(EXERCISE) According to the Dáil debate text, what daily charge applies to institutional treatment under Section 14?

(STUDY TEXT)
===============

With regard to the expression, "hospitals or homes approved by the Minister," I should like to put this for consideration to Deputies. The Minister always had that power with regard to the national health scheme. We did not want people going into what are not exactly private homes but places where people are kept, such as places beside the sea, and some of which are more of a boarding-house than a private home. The line has to be drawn somewhere. For that reason, it is necessary to have the expression, "hospitals or homes approved by the Minister". The regulations lay down the conditions necessary to qualify. The same will be here, I expect. There will not be a question of disqualifying any ordinary hospital or home. That brings us to the point about the six weeks for the ordinary case and two weeks for the maternity case. In some of these private homes, people are kept over a long period. I myself have known fairly wealthy old people go into a private home and stay there for months and have a good rest, a good time and be well looked after. We do not want the fairly wealthy person—Iuse the words "fairly wealthy"—to avail of our scheme, to get £3 10s. a week out of it, and help them to stay in a private home for many months. That is the reason for the limit which is put there. However, Deputies will notice that it is subject to an extension where a case is made that an extension is necessary for medical reasons.

I pointed out the difference between Section 15 where free institutional attention is given in a maternity case and Section 14 under which a person, say, of the middle income class is charged 6/- a day in respect of institutional treatment. Take, for instance, two women—one looking for treatment under Section 15 and the other looking for treatment under Section 14. Let us assume that they take that treatment in the ordinary institutional way under the health authority. One of them is charged 6/- a day—that is the non-maternity case—and the maternity case is not charged anything. But if these two people elect to go to a nursing home then the maternity case loses the advantage that is assured to her under Section 15 and she is charged the 6/- a day as if she were an ordinary non-maternity case.

If she chooses her own home or hospital that is true.

Can the Minister give any explanation for that?

Just that I do not think, as I said before, that local authorities should be asked to pay for the fancy of a person like that. A local authority is providing the best possible serviceboth in its own institutions and in the voluntary hospitals to which it sends its patients. If local authorities send their patients to places where they can get the best possible treatment, then I think they are doing their duty. If a patient, through some whim, says: "I want to go to another hospital— one of my own choice", I think the local authority can say: "Well, in that case, we cannot give you the subvention."

Withdraw the subvention, yes, but why withdraw the 6/- a day which is guaranteed to her under Section 15? The Minister has had put before him very clearly the inadequacy of the number of beds in quite a very large number of our counties. It has been made clear to him that the fact that a large number of maternity cases like to go to nursing establishments of their own choice is of very great convenience at the present moment to local authorities and is a very great help to the class of people under Section 13 who require institutional maternity treatment. Why should the Minister arrange that, say, financial facilities that are very definitely prepared for the maternity case under Section 15, as compared with the ordinary medical cases under Section 14, should be wiped out just because a woman requiring maternity treatment goes to a private nursing home? I move to report progress.

Progress reported; the Committee to sit again.
The Dáil adjourned at 6 p.m. until 3 p.m. on Tuesday 23rd June, 1953.

===============

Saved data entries
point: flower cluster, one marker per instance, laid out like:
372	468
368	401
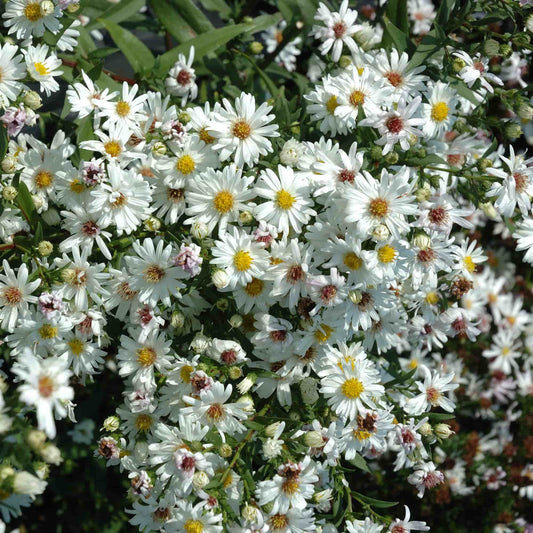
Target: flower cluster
294	306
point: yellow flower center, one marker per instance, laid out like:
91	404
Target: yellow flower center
223	201
379	207
353	261
146	356
285	199
33	11
143	422
242	260
113	148
204	136
47	332
76	346
439	112
387	254
40	68
43	179
323	333
241	129
185	373
469	264
332	104
185	164
254	288
357	98
122	108
432	298
77	186
193	526
352	388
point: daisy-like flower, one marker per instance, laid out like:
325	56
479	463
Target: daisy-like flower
440	110
26	18
291	487
425	476
45	386
181	79
288	203
351	386
142	358
84	97
335	29
211	409
477	68
242	131
524	236
241	257
398	75
218	197
385	201
153	273
123	200
11	69
406	525
15	294
43	67
127	111
467	257
516	186
397	125
81	279
432	391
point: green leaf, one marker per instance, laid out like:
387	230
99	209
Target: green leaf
135	51
380	504
359	462
208	42
3	141
393	37
25	203
192	15
397	14
117	13
172	21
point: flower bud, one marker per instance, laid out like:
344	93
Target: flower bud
9	165
159	148
491	48
152	224
426	429
458	64
35	439
235	321
47	8
422	241
235	372
225	451
380	233
199	230
513	130
256	47
443	431
111	423
314	439
219	278
177	320
200	480
271	429
45	248
32	100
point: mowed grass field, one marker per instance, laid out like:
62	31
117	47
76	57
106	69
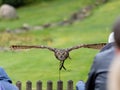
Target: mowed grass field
38	64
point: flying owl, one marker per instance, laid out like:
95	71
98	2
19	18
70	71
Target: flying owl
60	54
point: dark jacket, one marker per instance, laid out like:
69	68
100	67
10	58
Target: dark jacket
98	74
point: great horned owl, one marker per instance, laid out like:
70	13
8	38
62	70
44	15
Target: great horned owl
61	54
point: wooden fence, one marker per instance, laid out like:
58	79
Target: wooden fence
49	85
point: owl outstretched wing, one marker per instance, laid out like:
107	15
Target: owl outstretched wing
92	46
29	47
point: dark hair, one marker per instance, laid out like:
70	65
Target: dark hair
116	30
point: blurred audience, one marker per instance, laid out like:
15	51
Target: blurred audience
114	75
97	77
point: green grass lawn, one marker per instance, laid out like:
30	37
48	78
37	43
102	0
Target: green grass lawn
41	64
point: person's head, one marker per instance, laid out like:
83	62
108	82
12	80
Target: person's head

===============

(WRITTEN ANSWER) 6/- a day.